TASK DETAILS. Turn the lines below into a numbered list, leaving out blank lines and pictures.

[[ EXTRACTED DATA open ]]

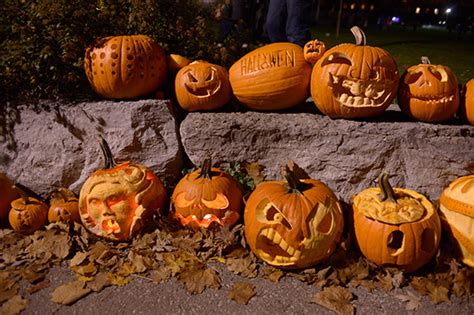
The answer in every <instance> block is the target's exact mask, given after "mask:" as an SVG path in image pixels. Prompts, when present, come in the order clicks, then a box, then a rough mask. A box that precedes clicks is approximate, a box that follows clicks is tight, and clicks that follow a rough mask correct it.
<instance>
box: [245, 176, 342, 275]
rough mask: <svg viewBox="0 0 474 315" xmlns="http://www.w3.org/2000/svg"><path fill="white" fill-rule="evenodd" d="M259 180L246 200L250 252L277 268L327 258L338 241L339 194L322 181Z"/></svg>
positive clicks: (339, 236) (317, 180) (340, 225)
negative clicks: (297, 184) (294, 184)
mask: <svg viewBox="0 0 474 315" xmlns="http://www.w3.org/2000/svg"><path fill="white" fill-rule="evenodd" d="M300 182H301V183H303V184H300V185H304V186H306V187H305V188H304V189H300V190H299V191H300V192H294V191H291V190H289V187H288V181H286V180H282V181H269V182H263V183H260V184H259V185H258V186H257V188H256V189H255V190H254V191H253V192H252V193H251V195H250V197H249V199H248V200H247V205H246V207H245V212H244V222H245V226H244V232H245V238H246V240H247V243H248V245H249V246H250V249H251V250H252V252H253V253H254V254H255V255H256V256H257V257H259V258H260V259H262V260H263V261H265V262H266V263H268V264H270V265H273V266H275V267H279V268H283V269H301V268H306V267H310V266H313V265H315V264H317V263H319V262H321V261H323V260H325V259H326V258H328V257H329V256H330V255H331V254H332V253H333V252H334V250H335V248H336V245H337V243H338V242H339V240H340V237H341V234H342V230H343V226H344V221H343V220H344V219H343V214H342V209H341V206H340V203H339V201H338V200H337V197H336V196H335V195H334V193H333V192H332V191H331V190H330V189H329V188H328V187H327V186H326V185H325V184H323V183H322V182H320V181H318V180H314V179H303V180H300Z"/></svg>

[[ EXTRACTED DATA closed ]]

TASK SOLUTION.
1. The answer in every <instance> block is the target's exact mask, given after "mask:" as an SVG path in image pixels. Prompts, when present, come in the order clicks, then a box, then a rough mask. A box that precedes clicks is approximate, a box that follows clicks is tight, and clicks that follow a rough mask correct it.
2. <instance>
3. box: [245, 176, 342, 275]
4. rough mask: <svg viewBox="0 0 474 315" xmlns="http://www.w3.org/2000/svg"><path fill="white" fill-rule="evenodd" d="M259 180L246 200L250 252L277 268L327 258L338 241L339 194L322 181Z"/></svg>
5. positive clicks: (339, 236) (317, 180) (340, 225)
6. negative clicks: (297, 184) (294, 184)
7. mask: <svg viewBox="0 0 474 315" xmlns="http://www.w3.org/2000/svg"><path fill="white" fill-rule="evenodd" d="M300 182H301V183H303V184H300V185H304V186H306V187H305V188H304V189H300V190H299V191H300V192H294V191H291V190H289V187H288V181H286V180H282V181H269V182H263V183H260V184H259V185H258V186H257V188H256V189H255V190H254V191H253V192H252V193H251V195H250V197H249V199H248V200H247V205H246V207H245V212H244V222H245V226H244V232H245V238H246V240H247V243H248V245H249V246H250V249H251V250H252V252H253V253H254V254H255V255H256V256H257V257H259V258H260V259H262V260H263V261H265V262H266V263H268V264H270V265H273V266H275V267H279V268H283V269H301V268H306V267H310V266H313V265H315V264H317V263H319V262H321V261H323V260H325V259H326V258H328V257H329V256H330V255H331V254H332V253H333V252H334V250H335V248H336V245H337V243H338V242H339V240H340V237H341V234H342V230H343V226H344V221H343V220H344V219H343V214H342V209H341V206H340V203H339V201H338V200H337V197H336V196H335V195H334V193H333V192H332V191H331V190H330V189H329V188H328V187H327V186H326V185H325V184H323V183H322V182H320V181H318V180H314V179H303V180H300Z"/></svg>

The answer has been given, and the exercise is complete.